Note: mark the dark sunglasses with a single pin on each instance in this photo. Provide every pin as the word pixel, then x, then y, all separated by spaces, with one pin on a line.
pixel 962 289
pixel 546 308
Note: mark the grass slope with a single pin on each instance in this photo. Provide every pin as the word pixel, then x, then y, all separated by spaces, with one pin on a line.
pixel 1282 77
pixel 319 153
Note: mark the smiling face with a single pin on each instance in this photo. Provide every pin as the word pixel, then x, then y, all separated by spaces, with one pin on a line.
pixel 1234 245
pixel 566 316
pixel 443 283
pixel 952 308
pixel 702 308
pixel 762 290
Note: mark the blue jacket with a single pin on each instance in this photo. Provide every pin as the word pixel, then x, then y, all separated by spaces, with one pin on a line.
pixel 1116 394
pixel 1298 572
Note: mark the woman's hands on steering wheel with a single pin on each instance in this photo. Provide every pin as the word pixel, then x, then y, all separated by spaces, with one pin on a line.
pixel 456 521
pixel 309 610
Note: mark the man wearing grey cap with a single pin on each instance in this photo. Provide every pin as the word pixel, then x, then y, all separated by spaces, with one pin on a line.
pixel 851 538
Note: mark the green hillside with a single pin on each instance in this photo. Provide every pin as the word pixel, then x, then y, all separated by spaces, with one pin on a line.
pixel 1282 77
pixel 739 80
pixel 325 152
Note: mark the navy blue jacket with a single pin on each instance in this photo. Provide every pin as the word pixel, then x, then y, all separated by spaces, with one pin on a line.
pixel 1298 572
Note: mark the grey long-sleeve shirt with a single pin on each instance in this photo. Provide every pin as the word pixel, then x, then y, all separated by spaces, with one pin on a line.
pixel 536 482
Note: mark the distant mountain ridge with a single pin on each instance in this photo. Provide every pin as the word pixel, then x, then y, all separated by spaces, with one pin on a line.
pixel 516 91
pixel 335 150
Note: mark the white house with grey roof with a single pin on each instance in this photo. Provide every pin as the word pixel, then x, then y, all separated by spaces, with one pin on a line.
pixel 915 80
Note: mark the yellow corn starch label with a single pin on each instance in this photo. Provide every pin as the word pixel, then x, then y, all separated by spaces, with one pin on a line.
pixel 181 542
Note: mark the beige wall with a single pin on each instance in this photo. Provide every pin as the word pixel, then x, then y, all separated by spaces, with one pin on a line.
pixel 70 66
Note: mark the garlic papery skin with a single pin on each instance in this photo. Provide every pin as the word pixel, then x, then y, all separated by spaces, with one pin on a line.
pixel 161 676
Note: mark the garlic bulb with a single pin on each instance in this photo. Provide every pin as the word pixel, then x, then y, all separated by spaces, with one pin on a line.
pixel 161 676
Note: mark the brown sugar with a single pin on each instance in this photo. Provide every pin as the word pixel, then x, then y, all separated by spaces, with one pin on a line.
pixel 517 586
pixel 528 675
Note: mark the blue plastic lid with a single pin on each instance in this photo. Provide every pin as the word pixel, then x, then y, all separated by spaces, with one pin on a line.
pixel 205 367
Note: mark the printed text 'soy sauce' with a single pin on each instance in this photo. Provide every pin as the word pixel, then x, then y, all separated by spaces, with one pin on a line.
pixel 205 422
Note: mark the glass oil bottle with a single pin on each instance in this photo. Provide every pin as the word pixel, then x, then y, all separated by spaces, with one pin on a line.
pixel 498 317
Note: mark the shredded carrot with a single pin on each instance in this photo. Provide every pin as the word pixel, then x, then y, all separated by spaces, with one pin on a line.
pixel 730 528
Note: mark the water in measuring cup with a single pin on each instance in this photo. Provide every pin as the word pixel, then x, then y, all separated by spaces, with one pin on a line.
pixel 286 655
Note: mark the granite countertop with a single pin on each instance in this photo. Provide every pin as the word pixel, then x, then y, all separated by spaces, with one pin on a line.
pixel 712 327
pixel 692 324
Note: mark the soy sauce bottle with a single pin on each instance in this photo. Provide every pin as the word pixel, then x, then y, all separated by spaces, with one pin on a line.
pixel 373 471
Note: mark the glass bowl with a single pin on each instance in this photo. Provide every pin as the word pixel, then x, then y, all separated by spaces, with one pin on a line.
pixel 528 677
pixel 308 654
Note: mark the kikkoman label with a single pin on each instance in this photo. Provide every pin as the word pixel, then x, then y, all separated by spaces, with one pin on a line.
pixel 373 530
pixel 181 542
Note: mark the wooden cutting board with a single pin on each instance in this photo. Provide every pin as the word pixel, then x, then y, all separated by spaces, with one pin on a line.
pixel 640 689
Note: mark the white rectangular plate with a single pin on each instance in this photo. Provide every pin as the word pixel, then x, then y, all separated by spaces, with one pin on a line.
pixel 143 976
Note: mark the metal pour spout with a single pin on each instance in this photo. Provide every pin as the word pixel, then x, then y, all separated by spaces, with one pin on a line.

Stated exercise:
Print every item above again, word for word and in the same order.

Result for this task:
Note: mark the dark sunglasses with a single pin on each instance in this photo. Provide every pin as the word pixel, then x, then y, all separated by spaces, with one pin on a line.
pixel 962 289
pixel 546 308
Note: mark the grass slope with a single pin on each instance in this photo. Provide every pin as the word pixel, then x, then y, all separated by spaces, with one pin on a line.
pixel 1282 77
pixel 319 153
Note: mark the smiling face with a single pin on each instance in this photo. Provide every pin as the word pixel, then x, then y, all separated by spaces, with one pin on a line.
pixel 1234 245
pixel 566 316
pixel 443 283
pixel 952 308
pixel 702 308
pixel 762 290
Note: mark the blue jacket with a single pin on each instance in this photo. Provide every pin as the word pixel, then x, then y, all separated by spaces, with one pin on a line.
pixel 1116 394
pixel 1298 572
Note: mark the woman's hands on steering wheel with a single pin on each instance in this photo. Provide every pin as the word pixel, then x, then y, all separated by spaces, with one pin on a line.
pixel 456 521
pixel 309 610
Note: mark the man wearing grey cap with a single pin on each instance in this photo. Provide every pin as the word pixel, then x, then y, all separated by spaces, with one pin on a line.
pixel 851 538
Note: mark the green hillside with a single pin on each instance in this photo. Provide every pin as the word pixel, then x, then y, all separated by spaces, with one pin on a line.
pixel 1282 77
pixel 739 80
pixel 325 152
Note: mark the navy blue jacket with a single pin on each instance in this photo. Provide every pin as the word pixel, then x, then y, all separated by spaces, with one pin on a line.
pixel 1298 572
Note: mark the grey long-sleeve shirt with a single pin on each instance in this photo. Provide every pin as the word pixel, then x, then y, all separated by spaces, with one pin on a line.
pixel 536 482
Note: mark the distant mountain ridge with a single pin on each instance in this photo. Provide every pin as the word pixel, then x, then y, all separated by spaces, with one pin on a line.
pixel 516 91
pixel 335 150
Note: mark the white house with grey roof with a single pin on each instance in this photo. Provide every pin as the word pixel, then x, then y, all separated by spaces, with one pin on a line.
pixel 915 80
Note: mark the yellow corn starch label with a single pin on each instance in this photo. Provide every pin as the word pixel, then x, then y, all separated by spaces, with one pin on a line.
pixel 181 542
Note: mark the beige wall with a single pin on each instance in this photo. Provide every pin as the word pixel, then x, then y, all separated by spaces, with one pin on a line.
pixel 70 66
Note: mark the garlic papery skin with a single pin on each instance in this photo. Provide every pin as the word pixel, then x, then y, all separated by spaces, with one pin on a line.
pixel 161 676
Note: mark the garlic bulb with a single pin on each instance in this photo. Provide every pin as the word pixel, then x, then y, all separated by spaces, with one pin on a line.
pixel 161 676
Note: mark the brown sugar with a single pin on each instance in this photo. Provide every pin as the word pixel, then x, then y, all separated by spaces, with one pin on a line.
pixel 517 586
pixel 528 675
Note: mark the blue plastic lid with a single pin on each instance in this photo. Provide every pin as the word pixel, then x, then y, all separated by spaces, with one pin on a line.
pixel 205 367
Note: mark the printed text 'soy sauce' with a single pin on each instance in this photo. Provide every pin as the word pixel, then x, then y, all separated by spaces, with one pin on a line.
pixel 205 422
Note: mark the glass oil bottle with a single pin on each instance in this photo. Provide every pin as the word pixel, then x, then y, all separated by spaces, with one pin on a line.
pixel 498 317
Note: mark the shredded carrot with a single pin on each instance in this photo. Provide every pin as the word pixel, then x, then y, all separated by spaces, with one pin on a line.
pixel 730 528
Note: mark the water in measuring cup with a single pin on each instance in this photo. Provide every pin as the word pixel, then x, then y, all separated by spaces, with one pin on a line.
pixel 286 655
Note: mark the granite countertop with a single pin on each instance in this photo. Provide every pin as the word pixel, then x, then y, all separated by spaces, with one pin on a line.
pixel 712 327
pixel 692 324
Note: mark the soy sauce bottle with a single pin on each instance in this photo. Provide every pin as the word pixel, then x, then y, all separated by spaces, with one pin on a line.
pixel 373 471
Note: mark the glass bowl with a single pin on each instance in this photo. Provide every pin as the word pixel, then x, then y, all separated by spaces, with one pin on a line.
pixel 528 677
pixel 308 654
Note: mark the kikkoman label with a single pin on each instance in this photo. Provide every pin as the word pixel, then x, then y, all separated by spaces, with one pin on a line.
pixel 373 530
pixel 181 542
Note: mark the wooden cutting board with a single pin on each instance in this photo. Provide every pin as the word pixel, then x, then y, all separated by spaces, with one pin on a line.
pixel 640 689
Note: mark the white rectangular plate with a single pin on each instance in this photo. Provide every pin as the word pixel, then x, then y, all separated by spaces, with one pin on a line.
pixel 143 976
Note: mark the metal pour spout with a single pin on each instance in this photo. Provide every pin as the word pixel, then x, then y, all separated by spaces, with one pin on a line.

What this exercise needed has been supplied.